TASK TO CARRY OUT: Even the shortest line counts, so transcribe all the data exactly.
-=-=-=-=-
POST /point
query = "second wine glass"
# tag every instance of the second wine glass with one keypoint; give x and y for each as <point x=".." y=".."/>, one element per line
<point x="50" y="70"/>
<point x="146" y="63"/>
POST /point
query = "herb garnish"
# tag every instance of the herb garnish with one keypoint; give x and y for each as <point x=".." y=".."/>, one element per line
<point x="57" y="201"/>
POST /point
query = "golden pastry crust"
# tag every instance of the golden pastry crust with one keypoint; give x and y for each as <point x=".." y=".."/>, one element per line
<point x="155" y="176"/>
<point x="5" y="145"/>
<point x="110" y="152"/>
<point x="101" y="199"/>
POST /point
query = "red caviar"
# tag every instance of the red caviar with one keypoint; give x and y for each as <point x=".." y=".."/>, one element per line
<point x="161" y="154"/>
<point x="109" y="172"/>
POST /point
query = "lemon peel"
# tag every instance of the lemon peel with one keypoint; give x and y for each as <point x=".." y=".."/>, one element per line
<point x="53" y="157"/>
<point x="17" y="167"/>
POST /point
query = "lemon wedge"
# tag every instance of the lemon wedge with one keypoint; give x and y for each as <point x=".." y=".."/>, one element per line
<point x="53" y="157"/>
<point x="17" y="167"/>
-=-=-=-=-
WRITTEN ANSWER:
POST /point
query = "second wine glass"
# tag every instance of the second wine glass with one keypoint; give x and y for each as <point x=".." y=".."/>, one element per line
<point x="50" y="70"/>
<point x="146" y="63"/>
POST /point
query = "herb garnish"
# tag every instance of the herb garnish with one keypoint; give x and y for each as <point x=".." y=".."/>, one element per line
<point x="57" y="201"/>
POST /point
query = "golden pastry crust"
# tag every instance of the golden pastry crust with one keypoint; give x and y for each as <point x=".." y=".."/>, one element per line
<point x="155" y="176"/>
<point x="5" y="145"/>
<point x="110" y="152"/>
<point x="101" y="199"/>
POST /point
query = "red caviar"
# tag every instance of the red caviar with one keypoint; give x and y for each as <point x=".." y=".."/>, one element per line
<point x="161" y="154"/>
<point x="109" y="172"/>
POST /point
query = "lemon peel"
# tag every instance of the lemon peel with one keypoint; give x and y for each as <point x=".." y=".."/>, one element per line
<point x="53" y="157"/>
<point x="17" y="167"/>
POST /point
query = "lemon wedge"
# tag every instance of the lemon wedge with one keypoint; give x and y for each as <point x=".." y=".."/>, one element per line
<point x="53" y="157"/>
<point x="17" y="167"/>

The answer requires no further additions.